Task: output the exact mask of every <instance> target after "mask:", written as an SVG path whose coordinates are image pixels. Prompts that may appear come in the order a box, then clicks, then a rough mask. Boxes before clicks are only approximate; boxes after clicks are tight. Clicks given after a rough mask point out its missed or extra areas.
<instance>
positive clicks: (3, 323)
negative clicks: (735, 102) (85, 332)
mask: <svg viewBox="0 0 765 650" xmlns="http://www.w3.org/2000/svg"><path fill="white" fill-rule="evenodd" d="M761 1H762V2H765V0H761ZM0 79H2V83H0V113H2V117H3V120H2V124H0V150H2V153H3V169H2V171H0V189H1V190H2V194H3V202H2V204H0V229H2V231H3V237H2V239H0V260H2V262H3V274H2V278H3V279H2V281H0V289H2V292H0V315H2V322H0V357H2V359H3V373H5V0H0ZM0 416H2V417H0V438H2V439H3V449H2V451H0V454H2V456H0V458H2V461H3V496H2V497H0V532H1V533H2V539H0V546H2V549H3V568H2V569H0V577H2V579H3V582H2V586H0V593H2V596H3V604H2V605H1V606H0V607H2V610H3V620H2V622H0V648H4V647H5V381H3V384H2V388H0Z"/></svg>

* Try it *
Exact reproduction of the lines from the top of the material through the line where "positive clicks: (3, 323)" appears is required, both boundary lines included, with no other output.

* The completed task *
Task: output the exact mask of every <instance> target after "mask:", written as an SVG path whose coordinates are image pixels. Prompts that may appear come in the order a box, then clicks, then a rough mask. Boxes before clicks are only approximate; boxes after clicks are tight. Clicks given after a rough mask point out its missed or extra areas.
<instance>
positive clicks: (3, 323)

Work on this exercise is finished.